WRITTEN PROBLEM 1:
Answer these from the passage on statistical database security below:
(a) Which statistical functions are statistical databases typically designed to accept in queries?
(b) Under what condition is an SDB considered secure?
(c) What two examples of limits on retrieved data are given for query restriction?
WRITTEN PROBLEM 2: Write the next few sentences of the passage on statistical database security, picking up after its final sentence.

Typically, statistical databases are designed to only accept queries that involve specific statistical functions (such as sum, average, count, min, max, etc.). However, the use of these queries may render databases susceptible to compromise. For instance, it may be possible to infer information about specific individuals by putting together data from a sequence of statistical queries, using prior knowledge of an individual, or through collusion among users.

An SDB is considered secure if no protected data can be inferred from available queries. "In the literature, many scenarios of compromise and inference control methods have been proposed to protect SDBs," Aydinian says. "However, to date no one security control method is capable of completely preventing compromise."

Query restriction is one of several general approaches used for security control. A "query request" retrieves a subset of data from a database that meets a set of conditions. In query restriction, the kind and amount of data that can be retrieved by such queries is limited, for example, the size of the data, or the amount of overlap between data that is returned.

(Stored records)
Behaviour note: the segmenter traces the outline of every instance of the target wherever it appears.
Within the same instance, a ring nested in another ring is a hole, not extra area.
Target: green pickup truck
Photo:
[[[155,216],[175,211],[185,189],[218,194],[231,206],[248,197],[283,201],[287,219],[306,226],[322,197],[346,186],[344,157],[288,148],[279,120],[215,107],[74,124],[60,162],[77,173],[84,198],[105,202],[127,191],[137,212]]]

* * *

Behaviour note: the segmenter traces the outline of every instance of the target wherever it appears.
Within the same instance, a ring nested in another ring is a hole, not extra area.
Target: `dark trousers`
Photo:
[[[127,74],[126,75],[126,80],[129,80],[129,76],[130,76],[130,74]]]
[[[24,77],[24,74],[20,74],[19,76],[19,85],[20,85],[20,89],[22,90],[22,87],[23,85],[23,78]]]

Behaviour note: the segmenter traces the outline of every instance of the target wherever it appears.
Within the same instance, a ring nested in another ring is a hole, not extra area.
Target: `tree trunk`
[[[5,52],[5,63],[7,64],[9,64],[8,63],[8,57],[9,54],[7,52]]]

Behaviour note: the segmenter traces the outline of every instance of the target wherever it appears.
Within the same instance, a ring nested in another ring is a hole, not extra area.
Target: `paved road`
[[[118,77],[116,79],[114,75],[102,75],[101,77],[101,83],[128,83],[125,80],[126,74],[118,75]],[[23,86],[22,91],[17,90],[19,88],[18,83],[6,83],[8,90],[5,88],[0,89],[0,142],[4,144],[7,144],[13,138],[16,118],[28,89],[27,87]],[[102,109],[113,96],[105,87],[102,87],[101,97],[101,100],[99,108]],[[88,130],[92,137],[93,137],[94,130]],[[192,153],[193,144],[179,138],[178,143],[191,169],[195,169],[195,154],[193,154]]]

--

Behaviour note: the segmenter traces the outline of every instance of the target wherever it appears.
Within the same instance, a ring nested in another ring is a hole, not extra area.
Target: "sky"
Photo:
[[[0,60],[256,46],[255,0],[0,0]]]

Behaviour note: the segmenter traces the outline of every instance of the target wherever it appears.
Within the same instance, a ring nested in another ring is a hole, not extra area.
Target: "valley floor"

TASK RESPONSE 1:
(a) Sum, average, count, min, max, and similar functions.
(b) When no protected data can be inferred from available queries.
(c) The size of the data, and the amount of overlap between data that is returned.

TASK RESPONSE 2:
In one type of query restriction method, only certain sums of individual records (called "SUM queries") that meet a minimum specified size or number, and satisfy a specified set of conditions, are available to users.

Aydinian explains with an example. "Consider a company with a large number of employees. Suppose that for each member of the company, the sex, age, rank, length of employment, salary etc. is recorded. The salaries of individual employees are confidential. Suppose that only SUM queries are allowed, i.e. the sum of the salaries of the specified people is returned. Then one might pose the query: What is the sum of salaries for males, above 50, and during the last 10 years?"

The task addressed in the paper is to provide an optimal collection of SUM queries that prevents compromise of confidential information—such as individual salaries, for instance. A natural solution is to maximize the number of available SUM queries. The authors obtain tight bounds for the maximum number of such queries that return subsets of data without compromising groups of entries.

"Future work in the query-restriction approach includes evaluation of new security-control mechanisms, which are easy to implement and guarantee absolute security," says Aydinian. "At the same time, it is desirable that these methods satisfy other criteria like richness of available queries, consistency, cost etc. It also seems promising to develop methods combining different security control mechanisms."

More information: On Security of Statistical Databases. Rudolf Ahlswede and Harout Aydinian, SIAM Journal on Discrete Mathematics, 25, pp 1778-1791 (Online publish date: December 15, 2011)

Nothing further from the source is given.